## Stated task
Please find each line in the records below that contains the word "hard" and copy it out.

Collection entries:
* * * * *

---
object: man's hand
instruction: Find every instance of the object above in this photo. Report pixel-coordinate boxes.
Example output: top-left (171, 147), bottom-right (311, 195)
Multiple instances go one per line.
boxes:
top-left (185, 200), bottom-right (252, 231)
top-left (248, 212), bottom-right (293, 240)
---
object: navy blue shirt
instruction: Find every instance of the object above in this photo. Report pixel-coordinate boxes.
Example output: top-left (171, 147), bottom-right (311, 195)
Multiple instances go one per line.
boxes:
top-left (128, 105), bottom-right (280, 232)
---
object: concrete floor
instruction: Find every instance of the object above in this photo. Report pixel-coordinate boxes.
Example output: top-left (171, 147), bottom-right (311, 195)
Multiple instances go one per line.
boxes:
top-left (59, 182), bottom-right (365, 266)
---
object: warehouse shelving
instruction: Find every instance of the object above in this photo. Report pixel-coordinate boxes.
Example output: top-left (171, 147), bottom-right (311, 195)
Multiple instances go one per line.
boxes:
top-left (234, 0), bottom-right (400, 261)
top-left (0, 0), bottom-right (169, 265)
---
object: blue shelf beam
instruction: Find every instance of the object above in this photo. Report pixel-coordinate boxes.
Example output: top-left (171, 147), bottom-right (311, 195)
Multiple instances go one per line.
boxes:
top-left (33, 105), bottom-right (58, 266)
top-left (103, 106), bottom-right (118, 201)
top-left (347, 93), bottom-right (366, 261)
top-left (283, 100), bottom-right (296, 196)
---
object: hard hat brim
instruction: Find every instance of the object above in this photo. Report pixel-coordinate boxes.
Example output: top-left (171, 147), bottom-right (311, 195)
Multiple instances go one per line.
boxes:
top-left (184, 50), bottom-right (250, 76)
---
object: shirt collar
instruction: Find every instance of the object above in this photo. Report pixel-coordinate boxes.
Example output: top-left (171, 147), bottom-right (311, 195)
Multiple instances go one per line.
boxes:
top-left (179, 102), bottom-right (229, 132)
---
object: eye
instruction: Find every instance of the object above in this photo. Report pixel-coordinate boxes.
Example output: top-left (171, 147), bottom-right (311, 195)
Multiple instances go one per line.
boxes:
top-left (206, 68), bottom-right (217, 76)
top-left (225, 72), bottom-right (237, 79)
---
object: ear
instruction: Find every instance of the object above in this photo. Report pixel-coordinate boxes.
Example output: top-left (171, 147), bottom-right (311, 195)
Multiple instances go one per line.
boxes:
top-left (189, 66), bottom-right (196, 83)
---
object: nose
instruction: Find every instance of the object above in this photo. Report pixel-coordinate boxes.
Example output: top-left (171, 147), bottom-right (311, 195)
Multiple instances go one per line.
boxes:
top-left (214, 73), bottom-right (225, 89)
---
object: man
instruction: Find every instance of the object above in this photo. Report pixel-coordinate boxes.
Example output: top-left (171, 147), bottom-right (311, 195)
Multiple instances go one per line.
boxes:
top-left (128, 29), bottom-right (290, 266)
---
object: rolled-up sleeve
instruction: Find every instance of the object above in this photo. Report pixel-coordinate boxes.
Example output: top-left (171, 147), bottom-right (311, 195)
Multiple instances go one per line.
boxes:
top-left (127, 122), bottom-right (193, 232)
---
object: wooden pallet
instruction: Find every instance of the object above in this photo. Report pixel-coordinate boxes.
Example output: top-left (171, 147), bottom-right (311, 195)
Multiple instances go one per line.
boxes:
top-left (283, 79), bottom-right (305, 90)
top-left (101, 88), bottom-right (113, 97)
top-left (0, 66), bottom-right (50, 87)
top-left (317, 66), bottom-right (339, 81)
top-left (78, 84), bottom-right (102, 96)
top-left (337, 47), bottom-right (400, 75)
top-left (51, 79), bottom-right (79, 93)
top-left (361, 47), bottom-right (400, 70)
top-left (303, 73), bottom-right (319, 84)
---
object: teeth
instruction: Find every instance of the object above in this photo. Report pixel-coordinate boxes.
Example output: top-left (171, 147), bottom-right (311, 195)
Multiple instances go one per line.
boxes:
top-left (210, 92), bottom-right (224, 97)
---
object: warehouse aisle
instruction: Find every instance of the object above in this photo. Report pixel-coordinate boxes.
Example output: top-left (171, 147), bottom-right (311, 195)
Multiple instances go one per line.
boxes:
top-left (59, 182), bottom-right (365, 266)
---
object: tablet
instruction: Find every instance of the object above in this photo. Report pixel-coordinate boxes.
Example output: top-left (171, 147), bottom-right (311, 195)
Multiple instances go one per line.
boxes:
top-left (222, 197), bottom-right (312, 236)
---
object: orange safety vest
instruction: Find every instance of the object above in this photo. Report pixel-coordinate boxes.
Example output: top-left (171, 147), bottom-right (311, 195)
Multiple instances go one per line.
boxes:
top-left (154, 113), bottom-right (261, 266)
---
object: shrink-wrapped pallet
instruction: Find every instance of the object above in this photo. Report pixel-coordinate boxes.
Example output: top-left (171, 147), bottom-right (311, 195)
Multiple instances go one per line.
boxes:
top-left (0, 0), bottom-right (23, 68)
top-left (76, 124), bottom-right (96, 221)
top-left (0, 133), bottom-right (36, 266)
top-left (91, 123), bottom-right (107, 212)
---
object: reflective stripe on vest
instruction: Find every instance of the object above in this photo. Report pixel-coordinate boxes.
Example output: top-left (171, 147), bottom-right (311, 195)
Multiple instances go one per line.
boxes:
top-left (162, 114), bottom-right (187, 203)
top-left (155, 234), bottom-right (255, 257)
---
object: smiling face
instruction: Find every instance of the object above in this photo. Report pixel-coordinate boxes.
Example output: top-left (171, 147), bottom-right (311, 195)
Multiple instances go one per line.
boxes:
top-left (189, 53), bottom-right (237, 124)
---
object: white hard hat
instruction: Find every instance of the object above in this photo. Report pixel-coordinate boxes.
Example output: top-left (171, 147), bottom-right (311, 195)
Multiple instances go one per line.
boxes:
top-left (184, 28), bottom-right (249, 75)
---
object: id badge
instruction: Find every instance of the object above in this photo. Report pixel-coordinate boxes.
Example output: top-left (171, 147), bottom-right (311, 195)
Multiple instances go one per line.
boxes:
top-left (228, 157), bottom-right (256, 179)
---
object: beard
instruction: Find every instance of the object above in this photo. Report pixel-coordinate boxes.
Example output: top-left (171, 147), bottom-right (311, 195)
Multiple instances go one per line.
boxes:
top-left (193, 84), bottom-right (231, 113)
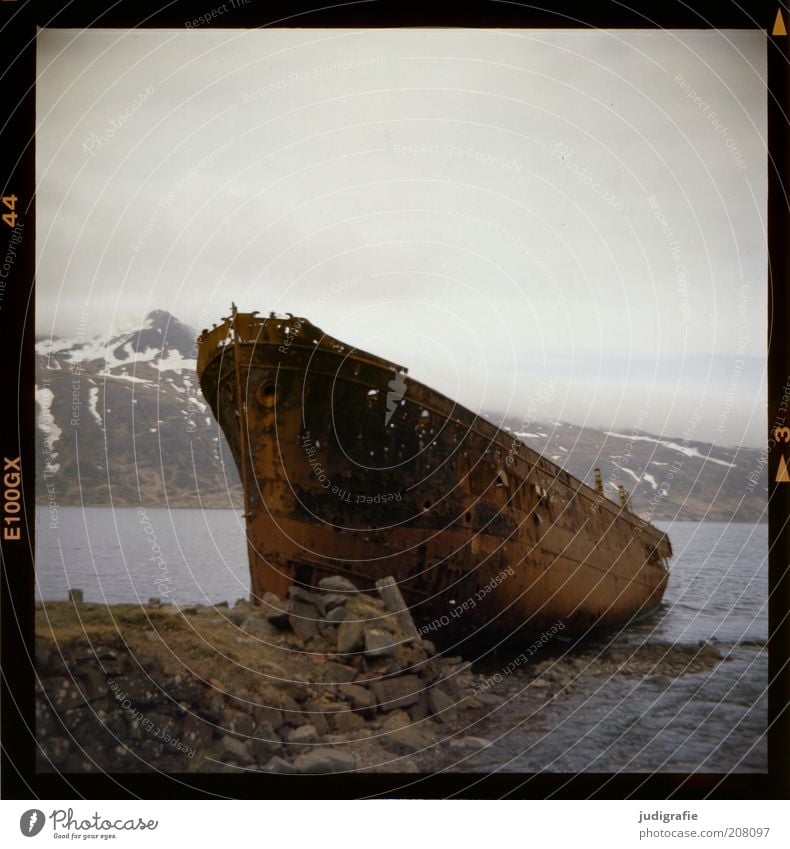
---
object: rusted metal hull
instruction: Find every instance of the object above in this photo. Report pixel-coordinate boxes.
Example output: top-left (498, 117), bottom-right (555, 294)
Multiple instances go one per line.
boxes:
top-left (198, 313), bottom-right (672, 643)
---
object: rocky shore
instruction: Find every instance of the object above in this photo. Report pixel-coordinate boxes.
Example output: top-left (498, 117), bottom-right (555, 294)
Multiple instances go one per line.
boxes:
top-left (36, 577), bottom-right (498, 774)
top-left (36, 577), bottom-right (722, 774)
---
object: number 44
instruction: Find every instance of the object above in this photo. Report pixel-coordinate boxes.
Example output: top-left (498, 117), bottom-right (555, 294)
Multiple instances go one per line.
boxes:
top-left (3, 195), bottom-right (17, 228)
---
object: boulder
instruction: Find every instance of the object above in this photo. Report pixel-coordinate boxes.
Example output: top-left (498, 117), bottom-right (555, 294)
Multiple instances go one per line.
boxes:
top-left (288, 586), bottom-right (326, 616)
top-left (330, 710), bottom-right (367, 734)
top-left (181, 714), bottom-right (214, 751)
top-left (337, 684), bottom-right (376, 713)
top-left (261, 596), bottom-right (292, 629)
top-left (323, 593), bottom-right (351, 610)
top-left (288, 601), bottom-right (319, 643)
top-left (337, 620), bottom-right (365, 654)
top-left (373, 675), bottom-right (423, 711)
top-left (264, 755), bottom-right (298, 775)
top-left (241, 616), bottom-right (280, 637)
top-left (450, 737), bottom-right (491, 749)
top-left (318, 575), bottom-right (359, 595)
top-left (293, 746), bottom-right (357, 775)
top-left (428, 687), bottom-right (458, 722)
top-left (286, 725), bottom-right (319, 746)
top-left (321, 660), bottom-right (358, 684)
top-left (324, 605), bottom-right (348, 625)
top-left (365, 628), bottom-right (398, 657)
top-left (42, 677), bottom-right (85, 713)
top-left (252, 705), bottom-right (284, 731)
top-left (249, 722), bottom-right (283, 764)
top-left (218, 736), bottom-right (255, 766)
top-left (378, 725), bottom-right (436, 755)
top-left (219, 708), bottom-right (255, 737)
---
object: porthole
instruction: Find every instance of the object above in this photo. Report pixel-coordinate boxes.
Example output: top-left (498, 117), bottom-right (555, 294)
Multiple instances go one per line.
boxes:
top-left (257, 383), bottom-right (277, 409)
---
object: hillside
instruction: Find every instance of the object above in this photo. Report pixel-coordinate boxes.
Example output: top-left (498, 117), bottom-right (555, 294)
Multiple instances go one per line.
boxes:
top-left (36, 310), bottom-right (767, 522)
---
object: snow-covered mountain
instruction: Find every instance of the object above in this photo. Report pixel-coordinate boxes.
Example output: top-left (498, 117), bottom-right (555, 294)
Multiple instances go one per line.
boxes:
top-left (36, 310), bottom-right (242, 507)
top-left (36, 310), bottom-right (767, 522)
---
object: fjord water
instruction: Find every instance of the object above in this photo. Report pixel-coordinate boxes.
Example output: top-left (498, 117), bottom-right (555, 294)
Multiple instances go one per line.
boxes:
top-left (36, 507), bottom-right (768, 772)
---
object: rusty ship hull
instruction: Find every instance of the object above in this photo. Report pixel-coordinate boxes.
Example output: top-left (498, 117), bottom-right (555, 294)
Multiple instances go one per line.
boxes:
top-left (197, 309), bottom-right (672, 642)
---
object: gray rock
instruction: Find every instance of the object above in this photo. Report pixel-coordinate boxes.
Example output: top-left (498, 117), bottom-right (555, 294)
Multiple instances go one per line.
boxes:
top-left (365, 628), bottom-right (398, 657)
top-left (261, 596), bottom-right (292, 628)
top-left (197, 690), bottom-right (225, 722)
top-left (428, 687), bottom-right (458, 722)
top-left (330, 710), bottom-right (367, 734)
top-left (41, 677), bottom-right (85, 713)
top-left (250, 722), bottom-right (283, 764)
top-left (286, 725), bottom-right (319, 746)
top-left (38, 737), bottom-right (71, 766)
top-left (264, 755), bottom-right (298, 775)
top-left (450, 737), bottom-right (491, 749)
top-left (381, 710), bottom-right (413, 731)
top-left (81, 669), bottom-right (109, 702)
top-left (241, 616), bottom-right (280, 637)
top-left (180, 714), bottom-right (214, 751)
top-left (318, 575), bottom-right (359, 595)
top-left (323, 593), bottom-right (351, 610)
top-left (288, 586), bottom-right (326, 616)
top-left (378, 725), bottom-right (436, 755)
top-left (322, 660), bottom-right (357, 684)
top-left (337, 620), bottom-right (365, 654)
top-left (304, 701), bottom-right (329, 737)
top-left (219, 708), bottom-right (255, 737)
top-left (111, 674), bottom-right (166, 707)
top-left (294, 747), bottom-right (357, 775)
top-left (219, 736), bottom-right (255, 766)
top-left (36, 637), bottom-right (52, 674)
top-left (337, 684), bottom-right (376, 713)
top-left (167, 675), bottom-right (206, 705)
top-left (288, 601), bottom-right (320, 643)
top-left (324, 606), bottom-right (348, 625)
top-left (252, 705), bottom-right (284, 731)
top-left (373, 675), bottom-right (423, 711)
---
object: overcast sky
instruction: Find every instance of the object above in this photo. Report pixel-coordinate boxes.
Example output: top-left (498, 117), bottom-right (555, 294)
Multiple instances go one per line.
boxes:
top-left (37, 27), bottom-right (766, 445)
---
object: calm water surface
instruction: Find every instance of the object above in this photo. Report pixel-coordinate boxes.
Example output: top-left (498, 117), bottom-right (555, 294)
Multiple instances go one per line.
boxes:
top-left (36, 508), bottom-right (768, 772)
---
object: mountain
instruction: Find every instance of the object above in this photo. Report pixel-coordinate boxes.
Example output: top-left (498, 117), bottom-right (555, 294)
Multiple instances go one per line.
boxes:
top-left (36, 310), bottom-right (767, 522)
top-left (35, 310), bottom-right (242, 507)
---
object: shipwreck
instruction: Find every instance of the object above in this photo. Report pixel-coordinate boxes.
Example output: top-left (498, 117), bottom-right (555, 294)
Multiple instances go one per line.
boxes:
top-left (197, 306), bottom-right (672, 642)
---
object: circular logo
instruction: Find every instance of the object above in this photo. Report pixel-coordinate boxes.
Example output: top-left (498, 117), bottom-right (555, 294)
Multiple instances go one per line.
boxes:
top-left (19, 808), bottom-right (46, 837)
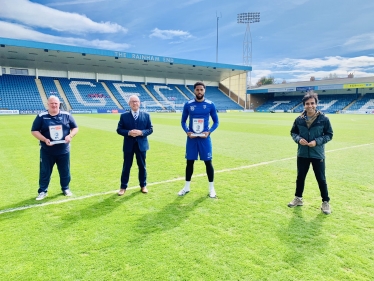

* * * * *

## Correct result
object: hard hat brim
object: white hard hat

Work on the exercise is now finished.